■ **Work item**
Given the entries below, copy each of them out exactly.

[Data extracted from a collection]
___

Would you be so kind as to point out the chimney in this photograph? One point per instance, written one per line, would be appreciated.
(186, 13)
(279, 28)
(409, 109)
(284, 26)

___

■ **Output of the exercise**
Would you be so kind as to point out the chimney in this photograph? One point per instance, written one per line, would be appreciated.
(186, 13)
(279, 28)
(409, 109)
(284, 26)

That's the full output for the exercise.